Task set:
1. In the news item about the New Jersey MS patient, on what date was Wilson arrested?
2. Repeat the part of the news item about the New Jersey MS patient starting with "Wilson faces 20" and going on through "the judge’s decision.".

Exercise passage:
● ● ●

NJ Multiple Sclerosis (MS) Patient Denied Medical Defense
June 28, 2009
New Jersey multiple sclerosis (MS) patient John Ray Wilson, 36, was told by Superior Court Judge Robert Reed during a pre-trial hearing in Somerville, NJ that he may not let the jury know that he has MS, or that his use of marijuana was an attempt to treat his disease.
Wilson faces 20 years in prison for growing a few marijuana plants that he used to treat his MS. Wilson was arrested on August 18, 2008 after the New Jersey State Police Marijuana Eradication Squad found his garden.
Wilson was charged with “manufacturing” marijuana, despite his diagnosis of MS, despite a statement in support of medical marijuana by the National MS Society, and despite pending legislation that would protect MS patients who use medical marijuana in New Jersey.
MS expert Dr. Denis Petro submitted testimony on Wilson’s behalf, but the judge refused to admit that testimony into trial. The prosecuting attorney asked, “If you robbed a bank and had MS, would you expect special treatment for that?” Wilson plans to appeal the judge’s decision.
The National MS Society recently confirmed in an Expert Opinion Paper that standard therapies often provide inadequate relief for the symptoms of MS and that marijuana helps with MS symptoms such as pain and spasticity and could limit disease progression.

● ● ●

Provided data:
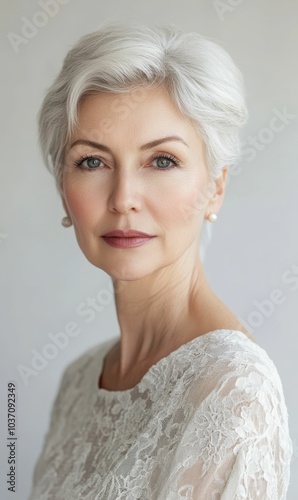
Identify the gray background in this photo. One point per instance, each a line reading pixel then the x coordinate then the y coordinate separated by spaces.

● ● ●

Answers by item:
1. August 18, 2008

2.
Wilson faces 20 years in prison for growing a few marijuana plants that he used to treat his MS. Wilson was arrested on August 18, 2008 after the New Jersey State Police Marijuana Eradication Squad found his garden.
Wilson was charged with “manufacturing” marijuana, despite his diagnosis of MS, despite a statement in support of medical marijuana by the National MS Society, and despite pending legislation that would protect MS patients who use medical marijuana in New Jersey.
MS expert Dr. Denis Petro submitted testimony on Wilson’s behalf, but the judge refused to admit that testimony into trial. The prosecuting attorney asked, “If you robbed a bank and had MS, would you expect special treatment for that?” Wilson plans to appeal the judge’s decision.